Exercise set
**1.** From the passage on attention for time series, list the common reasons it gives for choosing simple methods instead of deep learning.
**2.** Print the passage on attention for time series between "Several papers have" and "captures temporal information.", inclusive.

Transformers (specifically self-attention) have powered significant recent progress in NLP. They have enabled models like BERT, GPT-2, and XLNet to form powerful language models that can be used to generate text, translate text, answer questions, classify documents, summarize text, and much more. With their recent success in NLP one would expect widespread adaptation to problems like time series forecasting and classification. After all, both involve processing sequential data. However, to this point research on their adaptation to time series problems has remained limited. Moreover, while some results are promising, others remain more mixed. In this article, I will review current literature on applying transformers as well as attention more broadly to time series problems, discuss the current barriers/limitations, and brainstorm possible solutions to (hopefully) enable these models to achieve the same level success as in NLP. This article will assume that you have a basic understanding of soft-attention, self-attention, and transformer architecture. If you don’t please read one of the linked articles. You can also watch my video from the PyData Orono presentation night.

Attention for time series data: Review

The need to accurately forecast and classify time series data spans across just about every industry and long predates machine learning. For instance, in hospitals you may want to triage patients with the highest mortality early-on and forecast patient length of stay; in retail you may want to predict demand and forecast sales; utility companies want to forecast power usage, etc.

Despite the successes of deep learning with respect to computer vision many time series models are still shallow. Particularly, in industry many data scientists still utilize simple autoregressive models instead of deep learning. In some cases, they may even use models like XGBoost fed with manually manufactured time intervals. Usually, the common reasons for choosing these methods remain interpretability, limited data, ease of use, and training cost. While there is no single solution to address all these issues, deep models with attention provide a compelling case. In many cases, they offer overall performance improvements (other vanilla LSTMs/RNNs) with the benefit of interpretability in the form of attention heat maps. Additionally, in many cases, they are faster than using an RNN/LSTM (particularly with some of the techniques we will discuss).

Several papers have studied using basic and modified attention mechanisms for time series data. LSTNet is one of the first papers that proposes using an LSTM + attention mechanism for multivariate forecasting time series. Temporal Pattern Attention for Multivariate Time Series Forecasting by Shun-Yao Shih et al. focused on applying attention specifically attuned for multivariate data. This mechanism aimed at resolving issues including noisy variables in the multivariate time series and introducing a better method than a simple average. Specifically,

The attention weights on rows select those variables that are helpful for forecasting. Since the context vector vt is now the weighted sum of the row vectors containing the information across multiple time steps, it captures temporal information.

Information

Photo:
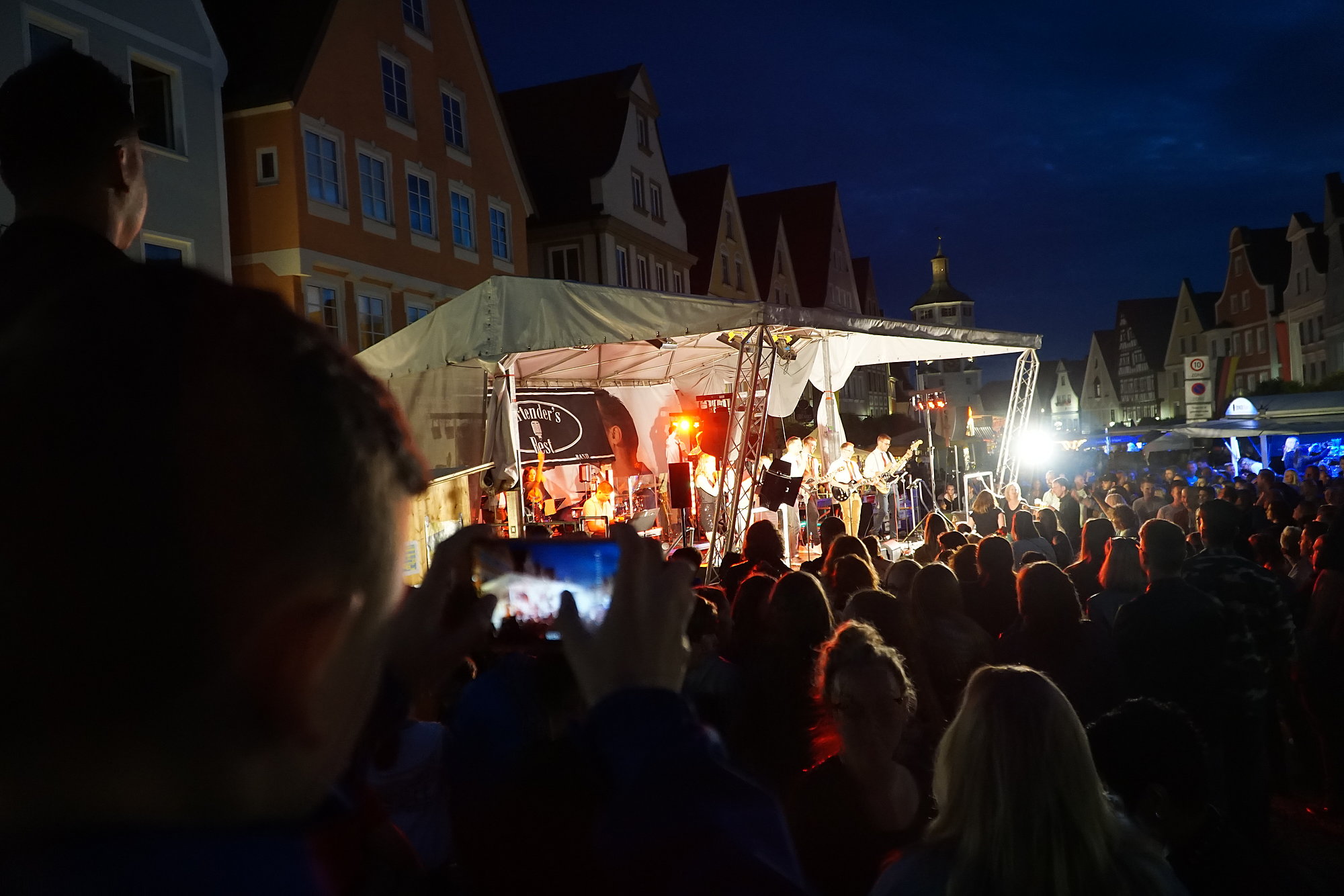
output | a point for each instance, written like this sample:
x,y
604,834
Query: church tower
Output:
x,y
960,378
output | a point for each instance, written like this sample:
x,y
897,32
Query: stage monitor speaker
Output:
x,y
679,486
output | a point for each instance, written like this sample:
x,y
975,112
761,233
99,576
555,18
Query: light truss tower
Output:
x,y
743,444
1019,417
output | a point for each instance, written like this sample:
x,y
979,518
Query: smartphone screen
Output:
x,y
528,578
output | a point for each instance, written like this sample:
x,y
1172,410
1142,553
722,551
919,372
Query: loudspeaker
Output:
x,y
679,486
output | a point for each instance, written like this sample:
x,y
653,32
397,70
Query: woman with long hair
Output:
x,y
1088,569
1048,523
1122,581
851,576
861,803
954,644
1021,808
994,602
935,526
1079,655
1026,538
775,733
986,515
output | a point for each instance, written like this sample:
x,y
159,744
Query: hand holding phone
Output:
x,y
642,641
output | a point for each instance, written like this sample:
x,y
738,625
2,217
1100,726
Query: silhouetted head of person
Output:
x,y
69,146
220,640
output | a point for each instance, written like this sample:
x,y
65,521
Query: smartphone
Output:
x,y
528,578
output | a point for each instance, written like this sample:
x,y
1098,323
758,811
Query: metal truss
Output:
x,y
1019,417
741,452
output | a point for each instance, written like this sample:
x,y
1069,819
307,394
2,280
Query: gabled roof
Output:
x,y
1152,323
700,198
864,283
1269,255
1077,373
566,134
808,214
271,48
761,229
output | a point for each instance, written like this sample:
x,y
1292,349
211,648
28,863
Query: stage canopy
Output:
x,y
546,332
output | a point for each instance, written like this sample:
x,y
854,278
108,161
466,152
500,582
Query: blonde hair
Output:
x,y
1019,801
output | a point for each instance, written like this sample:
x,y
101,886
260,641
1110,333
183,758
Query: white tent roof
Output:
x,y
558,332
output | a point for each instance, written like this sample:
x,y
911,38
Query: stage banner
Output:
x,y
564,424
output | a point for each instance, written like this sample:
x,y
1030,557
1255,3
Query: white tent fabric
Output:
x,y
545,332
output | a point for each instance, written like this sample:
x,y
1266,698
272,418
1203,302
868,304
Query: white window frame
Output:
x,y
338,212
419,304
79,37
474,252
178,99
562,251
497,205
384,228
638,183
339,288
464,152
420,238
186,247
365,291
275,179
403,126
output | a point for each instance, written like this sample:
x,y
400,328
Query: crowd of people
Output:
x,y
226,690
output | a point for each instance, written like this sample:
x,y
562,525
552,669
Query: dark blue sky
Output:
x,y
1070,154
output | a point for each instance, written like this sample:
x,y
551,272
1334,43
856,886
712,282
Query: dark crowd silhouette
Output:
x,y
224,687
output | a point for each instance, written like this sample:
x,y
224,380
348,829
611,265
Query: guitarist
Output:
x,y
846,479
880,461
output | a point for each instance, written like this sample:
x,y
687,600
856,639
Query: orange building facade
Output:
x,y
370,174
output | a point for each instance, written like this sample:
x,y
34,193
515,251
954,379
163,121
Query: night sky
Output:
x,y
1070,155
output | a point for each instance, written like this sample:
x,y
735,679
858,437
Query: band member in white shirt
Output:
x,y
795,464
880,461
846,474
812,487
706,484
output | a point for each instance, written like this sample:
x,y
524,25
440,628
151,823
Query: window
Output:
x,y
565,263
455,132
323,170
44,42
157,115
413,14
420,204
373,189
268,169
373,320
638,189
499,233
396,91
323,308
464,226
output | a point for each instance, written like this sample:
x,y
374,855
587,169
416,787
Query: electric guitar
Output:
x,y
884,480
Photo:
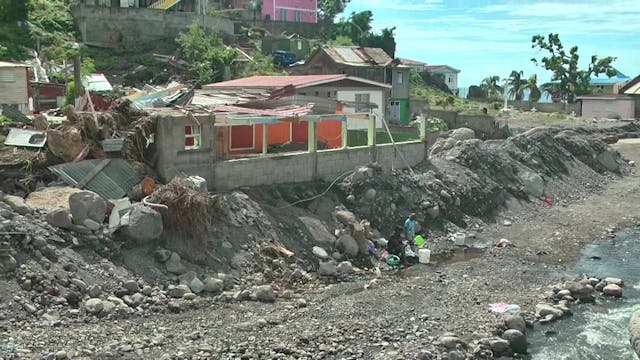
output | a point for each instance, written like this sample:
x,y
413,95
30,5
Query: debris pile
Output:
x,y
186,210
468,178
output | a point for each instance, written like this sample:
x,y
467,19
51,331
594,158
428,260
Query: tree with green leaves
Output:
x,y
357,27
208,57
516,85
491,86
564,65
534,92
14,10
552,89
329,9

Response list
**1.**
Interpretability
Limited data
Ease of use
Training cost

**2.**
Several papers have studied using basic and modified attention mechanisms for time series data. LSTNet is one of the first papers that proposes using an LSTM + attention mechanism for multivariate forecasting time series. Temporal Pattern Attention for Multivariate Time Series Forecasting by Shun-Yao Shih et al. focused on applying attention specifically attuned for multivariate data. This mechanism aimed at resolving issues including noisy variables in the multivariate time series and introducing a better method than a simple average. Specifically,

The attention weights on rows select those variables that are helpful for forecasting. Since the context vector vt is now the weighted sum of the row vectors containing the information across multiple time steps, it captures temporal information.